# Texto fuente
——————————

Siempre he sido ciudadano de infantería. Nunca aprendí a manejar un auto. Pocas veces lo lamento porque veo cómo han sufrido quienes tienen un vehículo.
Que si placas, que si refrendos, que si cambio de aceite, que si gasolina cara, que si los baches, que si tronó la transmisión, que si el embotellamiento, que si el estacionamiento, que si se rajó la llanta… La vida es de por sí estresante como para añadirle también una mortificación mecánica.
Además, eso de coordinar espejeo, volante, cambios y pedales, exige tanta atención que no repara uno los pequeños detalles del camino, esos que lo hacen siempre único. Y creo que siempre debemos darle espacio al asombro cotidiano.

——————————

# Datos proporcionados
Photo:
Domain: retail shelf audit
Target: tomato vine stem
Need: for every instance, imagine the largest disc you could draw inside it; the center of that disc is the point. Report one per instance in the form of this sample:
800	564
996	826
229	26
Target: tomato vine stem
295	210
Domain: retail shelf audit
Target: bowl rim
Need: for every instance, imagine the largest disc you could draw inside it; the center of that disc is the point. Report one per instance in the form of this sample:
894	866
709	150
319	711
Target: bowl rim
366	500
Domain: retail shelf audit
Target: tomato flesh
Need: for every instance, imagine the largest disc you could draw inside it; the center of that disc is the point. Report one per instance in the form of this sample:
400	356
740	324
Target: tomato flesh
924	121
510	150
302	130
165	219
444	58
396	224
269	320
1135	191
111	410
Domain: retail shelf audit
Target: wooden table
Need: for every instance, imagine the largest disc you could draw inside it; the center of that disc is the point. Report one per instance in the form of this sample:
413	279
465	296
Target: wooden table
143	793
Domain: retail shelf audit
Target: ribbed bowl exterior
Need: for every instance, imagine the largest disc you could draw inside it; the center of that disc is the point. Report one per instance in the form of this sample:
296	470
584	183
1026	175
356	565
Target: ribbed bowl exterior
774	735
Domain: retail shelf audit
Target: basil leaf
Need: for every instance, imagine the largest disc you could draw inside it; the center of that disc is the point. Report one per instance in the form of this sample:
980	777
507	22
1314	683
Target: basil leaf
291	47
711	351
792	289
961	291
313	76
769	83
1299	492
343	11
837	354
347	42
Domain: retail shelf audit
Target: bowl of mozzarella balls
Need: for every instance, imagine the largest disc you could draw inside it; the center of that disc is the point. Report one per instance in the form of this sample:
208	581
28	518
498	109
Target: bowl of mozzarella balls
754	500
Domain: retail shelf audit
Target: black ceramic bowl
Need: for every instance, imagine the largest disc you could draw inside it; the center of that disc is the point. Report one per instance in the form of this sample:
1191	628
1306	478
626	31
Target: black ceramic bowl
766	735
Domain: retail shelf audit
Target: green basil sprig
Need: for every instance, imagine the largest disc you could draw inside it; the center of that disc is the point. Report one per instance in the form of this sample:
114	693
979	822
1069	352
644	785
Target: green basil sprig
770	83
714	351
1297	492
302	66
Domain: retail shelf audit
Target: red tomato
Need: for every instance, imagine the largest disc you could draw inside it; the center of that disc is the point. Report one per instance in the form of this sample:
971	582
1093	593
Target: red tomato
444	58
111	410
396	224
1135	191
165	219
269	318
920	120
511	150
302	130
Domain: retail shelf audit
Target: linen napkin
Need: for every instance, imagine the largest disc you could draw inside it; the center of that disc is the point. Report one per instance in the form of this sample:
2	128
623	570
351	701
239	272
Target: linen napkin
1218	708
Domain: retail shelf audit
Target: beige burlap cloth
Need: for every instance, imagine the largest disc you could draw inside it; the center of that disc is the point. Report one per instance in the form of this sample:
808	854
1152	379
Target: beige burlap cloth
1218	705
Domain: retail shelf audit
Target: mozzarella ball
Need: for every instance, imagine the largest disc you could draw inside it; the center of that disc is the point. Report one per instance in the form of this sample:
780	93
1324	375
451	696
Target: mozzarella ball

——————————

# Instrucciones de la tarea
Responde con base en el texto fuente:
(a) ¿Qué nunca aprendió a hacer quien escribe?
(b) ¿Qué tipo de mortificación dice que no hace falta añadirle a la vida?
(c) ¿A qué afirma que siempre debemos darle espacio?

# Respuesta
(a) A manejar un auto.
(b) Una mortificación mecánica.
(c) Al asombro cotidiano.